**Provided entries**
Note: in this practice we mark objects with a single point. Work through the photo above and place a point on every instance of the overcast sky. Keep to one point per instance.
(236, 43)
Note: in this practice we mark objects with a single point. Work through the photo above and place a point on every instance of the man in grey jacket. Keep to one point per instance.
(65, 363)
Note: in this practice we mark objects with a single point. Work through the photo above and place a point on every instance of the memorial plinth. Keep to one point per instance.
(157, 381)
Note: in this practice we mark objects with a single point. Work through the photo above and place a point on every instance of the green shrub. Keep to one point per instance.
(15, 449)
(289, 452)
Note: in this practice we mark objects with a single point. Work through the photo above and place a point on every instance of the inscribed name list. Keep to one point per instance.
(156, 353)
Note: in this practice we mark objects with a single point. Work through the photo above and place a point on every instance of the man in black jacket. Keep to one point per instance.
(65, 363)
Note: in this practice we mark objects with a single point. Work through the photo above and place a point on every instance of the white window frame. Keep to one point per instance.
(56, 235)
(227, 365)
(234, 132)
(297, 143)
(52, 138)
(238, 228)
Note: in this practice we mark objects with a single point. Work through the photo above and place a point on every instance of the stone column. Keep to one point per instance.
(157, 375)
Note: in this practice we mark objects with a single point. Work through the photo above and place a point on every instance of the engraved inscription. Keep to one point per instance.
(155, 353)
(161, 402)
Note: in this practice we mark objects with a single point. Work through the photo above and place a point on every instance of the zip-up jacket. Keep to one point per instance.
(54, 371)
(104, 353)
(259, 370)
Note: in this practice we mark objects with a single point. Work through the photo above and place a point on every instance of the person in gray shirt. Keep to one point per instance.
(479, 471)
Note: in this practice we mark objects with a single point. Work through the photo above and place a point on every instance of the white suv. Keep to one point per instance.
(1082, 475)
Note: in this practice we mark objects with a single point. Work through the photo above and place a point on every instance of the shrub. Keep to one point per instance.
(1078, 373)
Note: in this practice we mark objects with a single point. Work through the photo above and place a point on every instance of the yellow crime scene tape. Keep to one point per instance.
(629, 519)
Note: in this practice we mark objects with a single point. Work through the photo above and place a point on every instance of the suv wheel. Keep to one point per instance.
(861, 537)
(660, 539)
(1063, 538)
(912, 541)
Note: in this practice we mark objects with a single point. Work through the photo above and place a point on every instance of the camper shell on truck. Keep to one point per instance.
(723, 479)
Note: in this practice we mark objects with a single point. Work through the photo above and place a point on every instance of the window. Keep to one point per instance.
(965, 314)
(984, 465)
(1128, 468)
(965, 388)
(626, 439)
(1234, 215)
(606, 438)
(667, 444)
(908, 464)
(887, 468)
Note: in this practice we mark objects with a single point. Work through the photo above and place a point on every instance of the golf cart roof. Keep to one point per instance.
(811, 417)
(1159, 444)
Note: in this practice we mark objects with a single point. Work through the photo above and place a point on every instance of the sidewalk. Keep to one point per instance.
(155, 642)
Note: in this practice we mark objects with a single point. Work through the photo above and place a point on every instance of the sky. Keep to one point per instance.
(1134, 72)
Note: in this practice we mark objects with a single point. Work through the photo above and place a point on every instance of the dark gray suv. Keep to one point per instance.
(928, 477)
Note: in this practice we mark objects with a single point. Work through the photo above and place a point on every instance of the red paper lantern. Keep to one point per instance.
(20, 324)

**Your objective**
All the records, from the first line to the last: repeat them exactly.

**Solution below**
Note: in this practice we mark objects with a single point. Work through the photo above and place a point on every instance of the overcast sky. Keep to one point per instance.
(236, 43)
Note: in this practice we mark objects with a single point. Work through the photo above and place a point on every instance of the man in grey jacket. Keep to one point per instance.
(65, 363)
Note: in this practice we mark objects with a single point. Work through the photo above and place a point on every instance of the memorial plinth. Keep to one point per instance.
(157, 381)
Note: in this practice we mark objects with a single point. Work through the photo above and place a point on every instance of the green shrub. Keep to one point per instance.
(15, 449)
(289, 452)
Note: in this practice we mark objects with a single point. Work through the photo above and place a point on every instance of the inscribed name list. Keep to one point per instance.
(156, 353)
Note: in this practice we mark objects with a single point. Work through the photo above and place a point on every instance of the man in black jacket. Keep to one point per instance.
(65, 363)
Note: in this practice we mark objects with a single point. Work through the photo above and place a point on every instance of the white window frame. Keep to one point per instance.
(56, 235)
(227, 365)
(234, 132)
(297, 143)
(52, 138)
(238, 228)
Note: in this practice we mark objects with a single point. Work through the photo above and place a point on every instance of the stone column. Keep to one point per instance.
(157, 375)
Note: in this practice we mark objects with a single point. Work through the photo above and place a point on every instance of the engraved inscription. Keep to one point per instance.
(155, 353)
(161, 402)
Note: in this practice we mark objects with a single point. Work through the photo above and place a point on every instance of the zip-up jacket. Keep to one point per instance.
(54, 371)
(104, 353)
(259, 370)
Note: in this practice we mark objects with a single point. Work through the photo above and place a point on every instance of the person in gray shirt. Keep to one point per instance.
(479, 471)
Note: in this practice we mark objects with a single point. Work through the photo above and place a point on every instance of the white suv. Keep to one point per instance.
(1082, 475)
Note: in this practice we mark objects with a single point. Work through the photo above and place a point on every instance of the shrub. Keep to one point per instance.
(1078, 373)
Note: in this practice we mark objects with a single point. Work through the photo above and place a point on every instance of the yellow crime scene tape. Keep to one point per instance.
(629, 519)
Note: in this practice we mark objects with a single point. Work through the photo above and place a point on every instance of the suv wheel. Keep to one point per instance.
(861, 537)
(660, 539)
(1063, 538)
(912, 541)
Note: in this practice we mark objects with a single point. Work through the photo above and place a point on every instance of the camper shell on truck. Keep to one point per instance.
(723, 479)
Note: in this practice we mark objects with a single point. Work through the photo above and place a point on every instance of the window. Keep to one point per instance.
(965, 314)
(984, 465)
(1128, 468)
(965, 388)
(626, 439)
(1234, 215)
(606, 438)
(667, 444)
(908, 464)
(887, 468)
Note: in this practice we mark objects with a single point. Work through the photo above and place a point on every instance of the golf cart roof. Keep to one point per instance.
(811, 417)
(1159, 444)
Note: in this practice we mark objects with a single point. Work through the photo above and place a point on every instance of the sidewalk. Keep to one point per instance.
(155, 642)
Note: in this practice we mark objects with a single point. Work through the photo above and place a point on every instance of the sky. Keep to one point per instance.
(1134, 72)
Note: in this practice we mark objects with a single point. Work through the photo above and place a point on every instance of the dark gray suv. Keep to one point per instance.
(928, 477)
Note: in this practice we mark objects with a single point. Work through the photo above and place a point on every instance of the red paper lantern. Keep to one point per instance.
(20, 324)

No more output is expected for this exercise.